▶ **Short task 1**
According to the regression notes, why is it reasonable to assume that the error term is normally distributed? Answer in one to three sentences.
▶ **Short task 2**
In the regression notes, condense the paragraph beginning "Let us start with an simple example" into a single shorter sentence that keeps its main facts.

▶ **Selection**
----

Simple Linear Regression (SLR): A single predictor (independent) variable is used for predicting the response or outcome (dependent) variable.

A Running Example Throughout the Course

Let us start with an simple example that will run through the entire course. Suppose we own a delivery company, such as FedEx or UPS, and we want to study the relationship between the delivery time of each truck and the number of packages each truck carries. The data we observe consists:

y: delivery time

x: number of packages to be delivered

delivery <- read.csv("data_delivery.csv",h=T)
plot(delivery$NumberofCases,delivery$DeliveryTime,pch=20)
abline(a=5,b=2,lty=2)

Not all data points fall on a straight line. Therefore, x and y are not in a perfect linear relationship \(y = a x + b\).

Therefore, to analyze data, we need to relax the perfect linear relationship to something more forgiving.

Simple Linear Regression

A simple linear regression model is \[ y_i=\beta_0+\beta_1 x_i + \epsilon_i \] for \(i=1,...,n\).

\(y_i\) dependent variable (response/outcome).

\(x_i\) independent variable (covariate/regressor/predictor).

\(\beta_0\) - intercept

\(\beta_1\) - slope

\(\epsilon_i\) is normally distributed with a mean of zero and a variance of \(\sigma^2\), \(\epsilon_i \sim N(0,\sigma^2)\)

\(y_i\) are independent normal variables with a mean of \(\beta_0 + \beta_1 x_i\) and a variance of \(\sigma^2\).

Normality assumption for the error term is justifiable in many situations since the error represents the effects of many factors omitted from the model.

Historical Origins: Developed by Sir Francis Galton in late 1800s to study the relationship between the heights of parents and their children.

Basic Concepts in Linear Regression

Response variable, \(y_i\), varies with the predictor variable, \(x_i\), in a systematic fashion. The mean response at any value, x, of the regressor variable is

\(E[y]=\mu=E[\beta_0+\beta_1 x + \epsilon] = \beta_0+\beta_1 x\)

For a given value of \(x\), there is variance in the value of \(y\). The variance of y at any given x is

\(\text{Var}[y]=\text{Var}[\beta_0+\beta_1 x + \epsilon] = \sigma^2\)

library(asbio)
see.regression.tck()

True Relationship Between x and y

The true relationship between x and y may be different from what we assume in simple linear regression. For example, it could be nonlinear. See figure below.

----

▶ **Stored data**
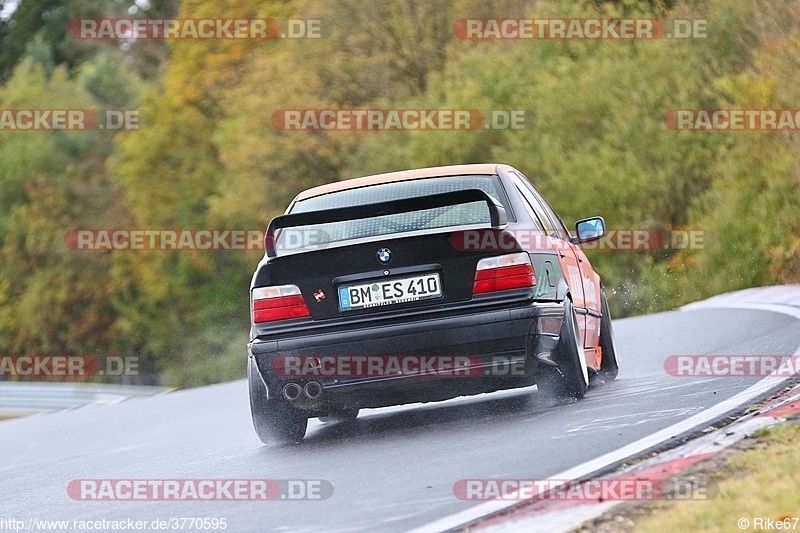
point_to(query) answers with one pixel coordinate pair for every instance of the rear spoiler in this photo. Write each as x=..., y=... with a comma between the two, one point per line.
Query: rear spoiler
x=497, y=214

----

▶ **Task answer 1**
The normality assumption for the error term is justifiable in many situations because the error represents the combined effects of many factors left out of the model.

▶ **Task answer 2**
The running example for the course is a delivery company, such as FedEx or UPS, that wants to study how each truck's delivery time relates to the number of packages it carries.